Исходный текст:
Пошел сегодня одного человечка на станцию встретить, иду по подземному переходу, смотрю, - впереди мамашка с коляской по лестнице поднимается. И так она надрывно эту коляску по ступенькам за собой тащит, тыгдым-тыгдым, тыгдым-тыгдым, у ребёночка только голова туда-сюда клац-клац, клац-клац. Просто никаких сил смотреть. Подскакиваю, коляску хвать. А ведь нельзя, спина у меня сломана. Но никак мимо пройти не могу, обязательно надо свои великолепные душевные качества проявить. Ну да ладно, что по сути весу-то в том ребёночке? Не сломаюсь поди.
Короче, хватаю колясочку эту с ребёнком, только пару шагов сделал, чувствую - бэмц! Сейчас у меня или пупок развяжется, или остатки позвоночника в штаны ссыпятся. Просто какой-то невероятно тяжелый малыш попался. А на вид так и не скажешь. Совершенно вроде обычный карапуз. Сидит такой, не боится ни капельки. Очень хороший ребёнок. Не ребёнок, ангел. Но очень тяжелый. И смотрит так серьёзно, где-то даже с сочувствием. "Что мол, дядя, тяжело? Терпи теперь. Кто ж тебя заставлял чужого ребёнка хватать?"
И вот несусь я значит с этим ребёночком по лестнице вверх, а мамашка где-то сзади - "Мужчина! Ой, мужчина!". Но до мамашки ли мне? В виске только одна мысль бьётся - только бы добежать. Только бы не уронить. Только бы не упасть замертво.
Последняя ступенька, уффф! Добежали, слава богу. Коляску на землю ставлю, в спине хруст, наклоняюсь к малышу, спрашиваю: "Что ж ты тяжелый-то такой?" Тот глазами хлоп-хлоп, а мамашка сзади, запыхавшись: - Ой, мужчина, спасибо вам! А у самой щёки аж пылают. То ли от мороза, то ли об бега, то ли от стыда. - Я всю дорогу за вами бежала, хотела сказать! Там в коляске, в поддоне, - мешок картошки! Вам не тяжело было?

Сохранённые записи:

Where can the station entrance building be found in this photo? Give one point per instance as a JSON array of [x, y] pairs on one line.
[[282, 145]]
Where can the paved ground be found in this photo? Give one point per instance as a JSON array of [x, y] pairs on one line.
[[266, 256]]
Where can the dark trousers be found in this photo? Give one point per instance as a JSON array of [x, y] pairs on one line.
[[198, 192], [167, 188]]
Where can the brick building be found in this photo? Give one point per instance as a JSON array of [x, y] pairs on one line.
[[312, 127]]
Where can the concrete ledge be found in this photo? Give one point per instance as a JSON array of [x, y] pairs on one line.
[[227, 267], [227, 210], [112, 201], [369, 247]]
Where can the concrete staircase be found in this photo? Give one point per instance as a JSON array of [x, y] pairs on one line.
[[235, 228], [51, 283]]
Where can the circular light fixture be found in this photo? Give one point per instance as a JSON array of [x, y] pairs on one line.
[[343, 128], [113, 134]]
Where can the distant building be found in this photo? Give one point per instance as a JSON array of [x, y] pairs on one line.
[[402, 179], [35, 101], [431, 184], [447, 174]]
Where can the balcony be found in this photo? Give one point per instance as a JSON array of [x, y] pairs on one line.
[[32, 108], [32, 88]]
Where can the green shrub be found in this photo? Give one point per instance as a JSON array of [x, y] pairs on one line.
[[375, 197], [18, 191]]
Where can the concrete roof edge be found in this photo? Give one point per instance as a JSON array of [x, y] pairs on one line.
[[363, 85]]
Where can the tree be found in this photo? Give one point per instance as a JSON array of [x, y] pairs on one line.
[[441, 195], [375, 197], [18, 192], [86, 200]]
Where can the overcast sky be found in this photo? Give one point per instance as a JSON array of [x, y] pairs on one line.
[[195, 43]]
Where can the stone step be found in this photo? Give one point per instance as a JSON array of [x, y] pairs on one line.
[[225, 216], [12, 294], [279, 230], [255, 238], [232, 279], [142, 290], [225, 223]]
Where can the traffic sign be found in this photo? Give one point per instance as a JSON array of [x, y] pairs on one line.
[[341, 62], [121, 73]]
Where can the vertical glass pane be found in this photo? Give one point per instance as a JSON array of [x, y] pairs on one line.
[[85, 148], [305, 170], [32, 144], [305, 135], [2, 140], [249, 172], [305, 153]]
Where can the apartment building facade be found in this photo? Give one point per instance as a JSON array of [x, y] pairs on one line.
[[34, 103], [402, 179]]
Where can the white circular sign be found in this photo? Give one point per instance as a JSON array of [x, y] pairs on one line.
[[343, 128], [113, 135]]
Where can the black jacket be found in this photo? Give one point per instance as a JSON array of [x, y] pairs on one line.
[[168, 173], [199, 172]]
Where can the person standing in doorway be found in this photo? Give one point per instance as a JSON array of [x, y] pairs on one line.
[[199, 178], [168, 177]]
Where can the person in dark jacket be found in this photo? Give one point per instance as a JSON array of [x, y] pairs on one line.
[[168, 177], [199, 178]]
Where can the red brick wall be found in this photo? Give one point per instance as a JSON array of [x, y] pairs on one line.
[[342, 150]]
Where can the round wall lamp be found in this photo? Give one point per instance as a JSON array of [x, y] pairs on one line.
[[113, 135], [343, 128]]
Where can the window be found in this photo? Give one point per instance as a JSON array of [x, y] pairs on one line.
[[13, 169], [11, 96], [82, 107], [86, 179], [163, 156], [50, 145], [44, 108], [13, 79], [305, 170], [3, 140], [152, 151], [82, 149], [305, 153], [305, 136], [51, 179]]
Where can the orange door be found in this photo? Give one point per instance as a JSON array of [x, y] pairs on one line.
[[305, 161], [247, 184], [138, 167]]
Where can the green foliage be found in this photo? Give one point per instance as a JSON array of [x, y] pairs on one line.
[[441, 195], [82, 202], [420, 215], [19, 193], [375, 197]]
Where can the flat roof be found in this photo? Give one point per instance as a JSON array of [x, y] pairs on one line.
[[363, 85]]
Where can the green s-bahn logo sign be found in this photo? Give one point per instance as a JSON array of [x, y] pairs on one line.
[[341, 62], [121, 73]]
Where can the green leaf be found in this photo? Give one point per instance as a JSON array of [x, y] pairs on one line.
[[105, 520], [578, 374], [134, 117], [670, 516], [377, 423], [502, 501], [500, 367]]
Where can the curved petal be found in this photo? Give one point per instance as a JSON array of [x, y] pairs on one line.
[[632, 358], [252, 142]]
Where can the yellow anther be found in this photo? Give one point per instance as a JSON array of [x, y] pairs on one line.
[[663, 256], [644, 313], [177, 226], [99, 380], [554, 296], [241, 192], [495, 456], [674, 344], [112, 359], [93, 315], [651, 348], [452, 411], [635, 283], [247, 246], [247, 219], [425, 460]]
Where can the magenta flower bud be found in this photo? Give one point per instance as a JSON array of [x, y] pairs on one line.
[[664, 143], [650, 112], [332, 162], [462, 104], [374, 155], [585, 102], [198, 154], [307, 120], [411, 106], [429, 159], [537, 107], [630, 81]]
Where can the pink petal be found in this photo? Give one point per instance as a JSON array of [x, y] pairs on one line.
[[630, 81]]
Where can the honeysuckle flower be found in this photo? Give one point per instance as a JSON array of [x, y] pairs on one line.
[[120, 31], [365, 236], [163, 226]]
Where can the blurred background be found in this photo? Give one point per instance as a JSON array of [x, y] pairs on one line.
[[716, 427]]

Письменное задание:
Пожалуйста, продублируйте дословно фрагмент рассказа о коляске от слов «Последняя ступенька, уффф!» до слов «не тяжело было?». Записи никак не связаны с рассказом о коляске.

Ответ:
Последняя ступенька, уффф! Добежали, слава богу. Коляску на землю ставлю, в спине хруст, наклоняюсь к малышу, спрашиваю: "Что ж ты тяжелый-то такой?" Тот глазами хлоп-хлоп, а мамашка сзади, запыхавшись: - Ой, мужчина, спасибо вам! А у самой щёки аж пылают. То ли от мороза, то ли об бега, то ли от стыда. - Я всю дорогу за вами бежала, хотела сказать! Там в коляске, в поддоне, - мешок картошки! Вам не тяжело было?